• _Source extract_
# Flooring of your stalls/barns........



## themacpack (Jul 16, 2009)

What does everyone have?
We opted to go with leveling the clay soil and putting our mats over the top of that. That worked out great through the winter, but our last two big rain storms (this last one is the one causing all the flooding in Louisville right now) has wreaked havoc on the whole situation out there and I have decided it's time to try something different. Right now, I think I will be going with a bed of crusher fines 4-5 inches deep, compacted and matted over the top of that. I suppose I am most looking to hear from anyone who has used crusher fines - are they really all they are cracked up to be for a "sub-floor" for stalls? It seems to be the hot ticket for people out here, but is not something I have encountered using where I lived before.


----------



## Jillyann (Mar 31, 2009)

The floor in our barn is concrete, but where the cross ties are, we have rubber mats down, and each stall is completely lined with rubber mats.


----------



## StormyBlues (Dec 31, 2008)

look below, double post


----------



## StormyBlues (Dec 31, 2008)

• _Source material_
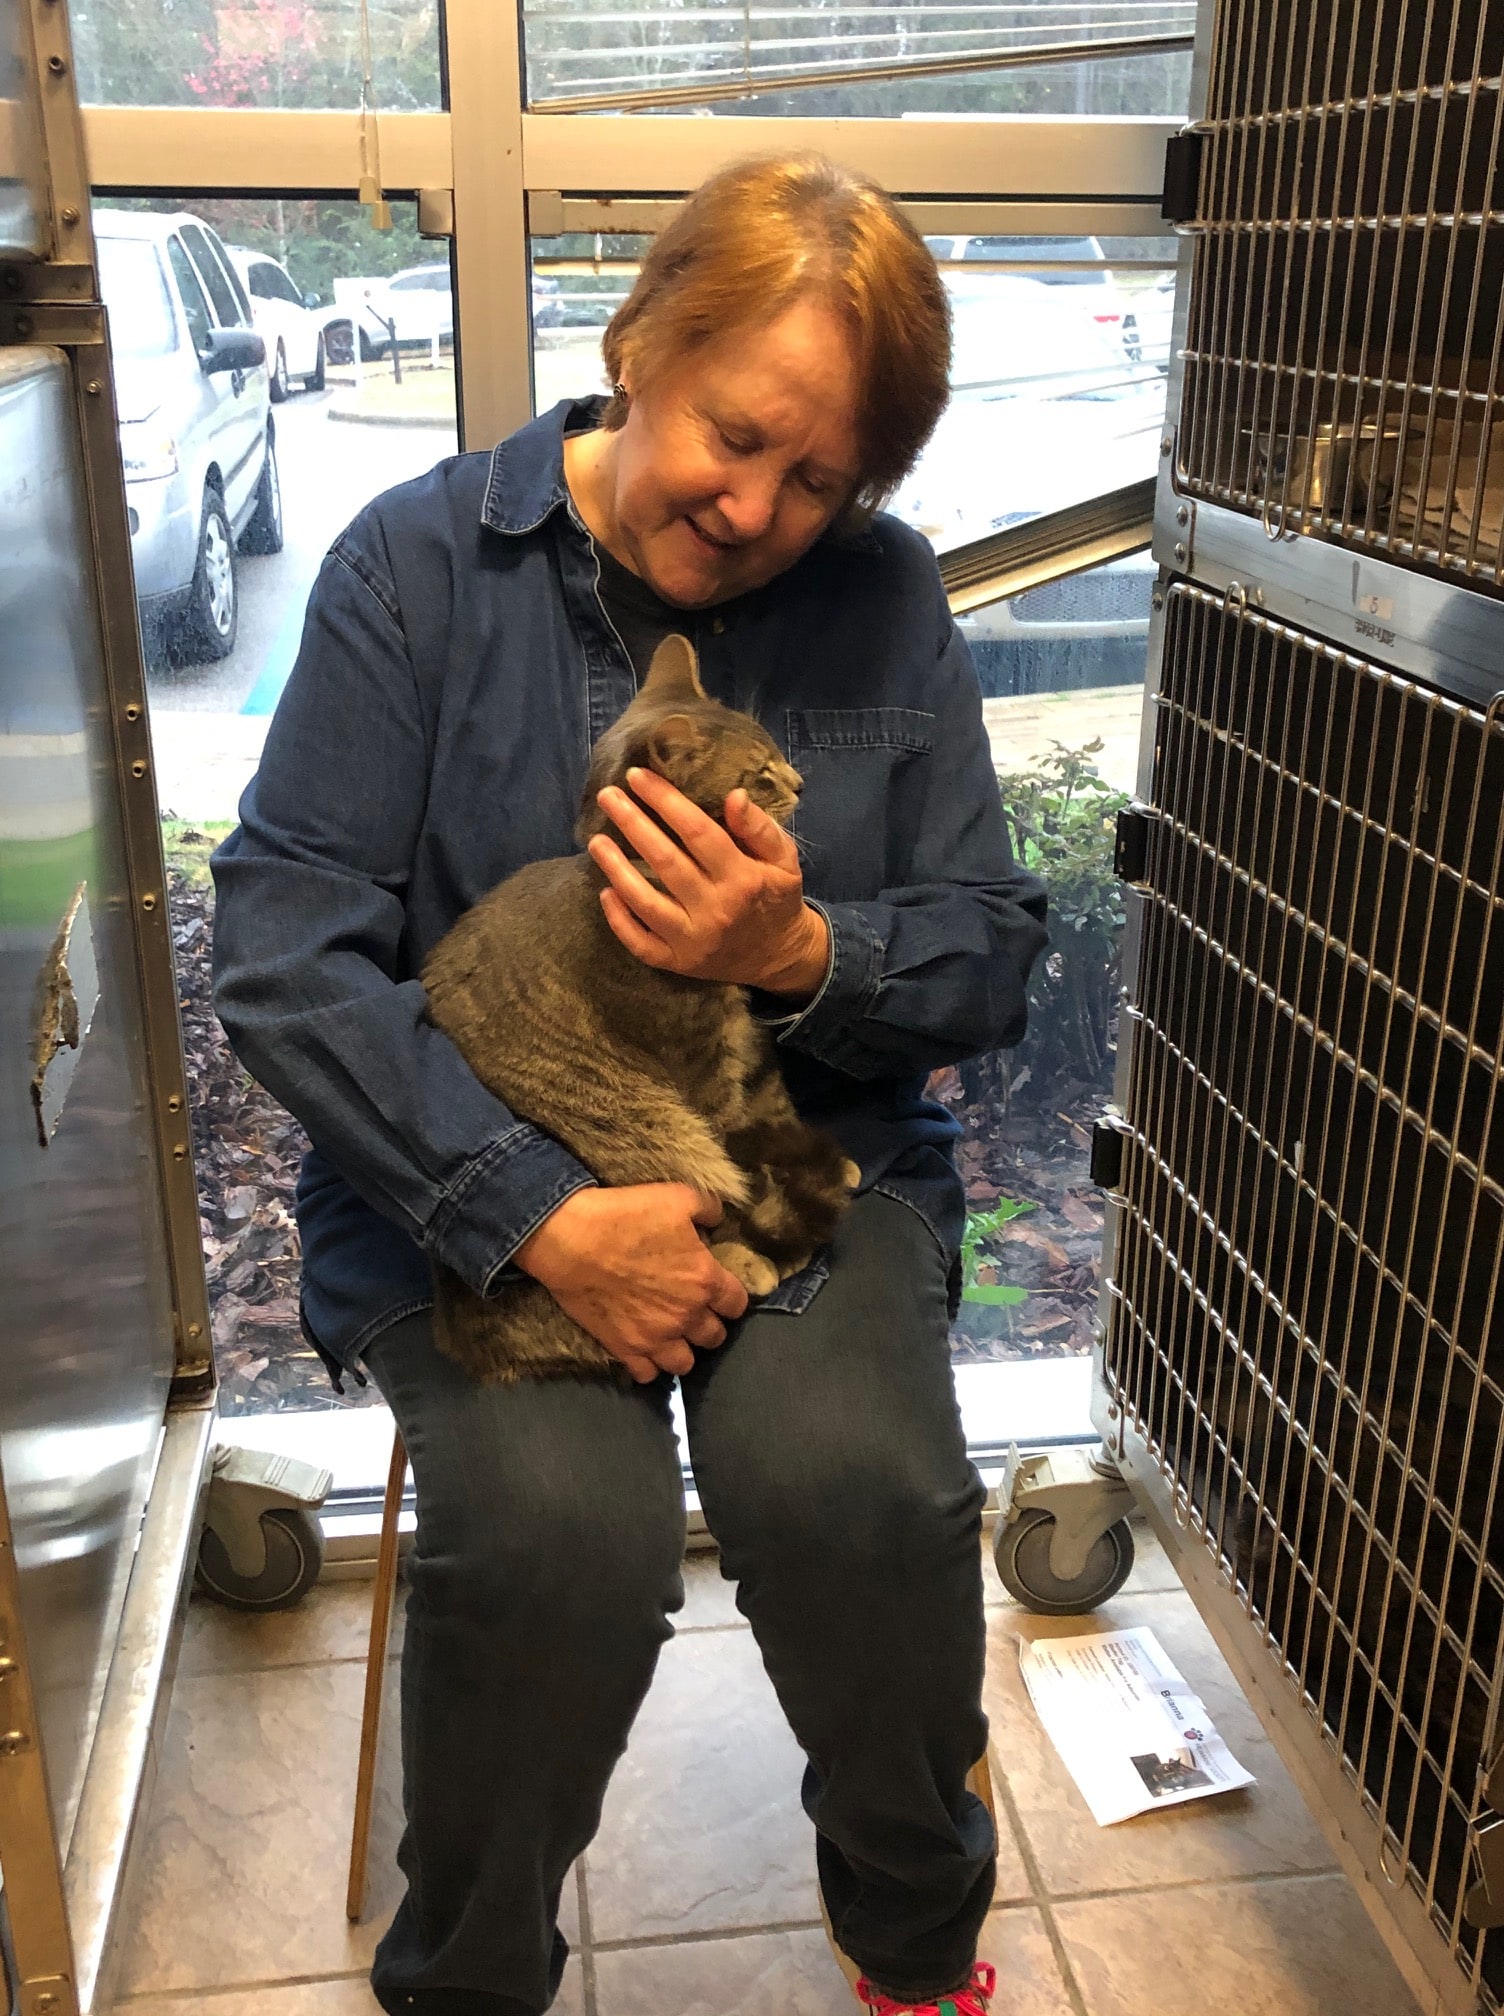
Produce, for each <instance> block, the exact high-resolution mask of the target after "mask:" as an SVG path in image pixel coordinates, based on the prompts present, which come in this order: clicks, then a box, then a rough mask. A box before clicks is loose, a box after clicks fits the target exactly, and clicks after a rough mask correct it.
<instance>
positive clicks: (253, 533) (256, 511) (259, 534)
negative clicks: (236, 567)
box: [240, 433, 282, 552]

• _Set of tasks_
a - Based on the stall flooring thread, explain why themacpack decided to change the setup of mats over leveled clay soil.
b - In the stall flooring thread, how deep a bed of crusher fines does themacpack plan to put under the mats?
The material has no connection to the stall flooring thread.

• _Answers below_
a - The setup worked well through the winter, but the last two big rain storms wreaked havoc on it.

b - 4-5 inches deep, compacted.